▶ **To-do list**
a. Reproduce the decision theory text verbatim, everything from "Splash image with" down to "using prior information.".
b. Carry on the decision theory text, picking up right after its final sentence.

▶ **Selected excerpt**
Decision Theory

2.5. Decision Theory#

Decision theory is about turning information into action.

Splash image with robot thinking about what to do

Planning is simple for the trash sorter robot. At each time instant, the robot makes a decision about what action to take and then executes that action. There is no coupling between actions, and there is no dependence on the current action to establish conditions that will ensure success at future stages. Thus, planning reduces to simple decision making: at this moment, based on the best information available, what single action should the robot execute. This process is repeated each time a new item of trash arrives.

2.5.1. Naive Decision Making Using Priors#

A robot without sensors can make naive decisions using prior information.

Consider the case of a trash sorting robot that is not equipped with any sensing capabilities. How can this robot make a decision about how to act in the world? Without sensing, the best information that is available is the prior knowledge the robot has about the world. In our case, this knowledge is encoded as the prior probability \(P(C)\) over the categories of trash. Looking back at the table of priors in the previous sections, we see that paper occurs about 30% of the time and that cardboard occurs about 20% of the time, meaning that the paper bin is the appropriate destination about 50% of the time. We could adopt a simple decision rule for selecting actions: Choose the action that maximizes the prior probability of making the right choice. This would result in the robot always putting trash in the paper bin. If we do this, we expect that the robot will do the right thing around 50% of the time. This isn’t great, but it’s better than any other action, given the typical distribution of categories of trash. This approach, however, takes no account of the cost of wrong actions, which can result in significant problems.

▶ **Entries**

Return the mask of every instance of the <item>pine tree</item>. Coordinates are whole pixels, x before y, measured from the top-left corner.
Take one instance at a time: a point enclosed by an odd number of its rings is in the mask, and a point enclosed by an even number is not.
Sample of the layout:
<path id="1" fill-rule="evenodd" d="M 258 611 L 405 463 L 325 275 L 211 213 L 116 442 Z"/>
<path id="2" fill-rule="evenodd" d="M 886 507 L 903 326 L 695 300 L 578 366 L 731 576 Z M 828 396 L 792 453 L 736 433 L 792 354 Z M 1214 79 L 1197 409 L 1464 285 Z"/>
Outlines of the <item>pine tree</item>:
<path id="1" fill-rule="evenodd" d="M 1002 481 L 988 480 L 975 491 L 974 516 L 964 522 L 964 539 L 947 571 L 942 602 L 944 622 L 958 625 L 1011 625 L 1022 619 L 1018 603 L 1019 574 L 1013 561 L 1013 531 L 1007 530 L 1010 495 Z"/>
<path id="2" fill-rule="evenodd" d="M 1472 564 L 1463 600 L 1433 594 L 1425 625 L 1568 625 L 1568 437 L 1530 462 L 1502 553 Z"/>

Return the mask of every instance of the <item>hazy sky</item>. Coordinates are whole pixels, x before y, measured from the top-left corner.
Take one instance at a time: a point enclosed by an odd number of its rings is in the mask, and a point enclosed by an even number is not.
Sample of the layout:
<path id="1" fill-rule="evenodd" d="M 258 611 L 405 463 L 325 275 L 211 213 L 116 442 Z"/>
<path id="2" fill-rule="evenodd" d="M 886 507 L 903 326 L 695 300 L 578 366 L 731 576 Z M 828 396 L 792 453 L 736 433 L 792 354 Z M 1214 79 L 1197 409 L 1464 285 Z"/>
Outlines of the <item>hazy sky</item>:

▶ **The answers**
a.
Splash image with robot thinking about what to do

Planning is simple for the trash sorter robot. At each time instant, the robot makes a decision about what action to take and then executes that action. There is no coupling between actions, and there is no dependence on the current action to establish conditions that will ensure success at future stages. Thus, planning reduces to simple decision making: at this moment, based on the best information available, what single action should the robot execute. This process is repeated each time a new item of trash arrives.

2.5.1. Naive Decision Making Using Priors#

A robot without sensors can make naive decisions using prior information.

b.
2.5.2. Optimizing for the Worst Case#

A conservative approach to accounting for costs is to minimize the damage that can occur in the worst case scenario.

One way to account for the costs of actions would be to apply an action that minimizes the worst-case cost. This provides a quantitative upper bound on how badly things could go. Denote by \(\mathrm{cost}(a_i,c)\) the cost of applying action \(a_i\) when the piece of trash in the work cell is from category \(c\). We then write our decision rule as a minimization problem

\[a^* = \arg \min_{a_i} \max_{c \in \Omega} \mathrm{cost}(a_i,c).\]

From the table of costs given in previous sections, we see that this approach leads to always executing the nop action, since the worst-case cost for this action is 1, while the worst-case costs for the other three actions are 6, 2, and 10. This approach, however, merely reduces our trash sorting system to a conveyor belt that allows all items of trash to pass through, unsorted. In this case, the conservative action is to take no action, and the robot becomes a motionless spectator.

2.5.3. Minimizing Expected Cost#

If the system will operate over a long period of time, we can optimize the long-term average cost.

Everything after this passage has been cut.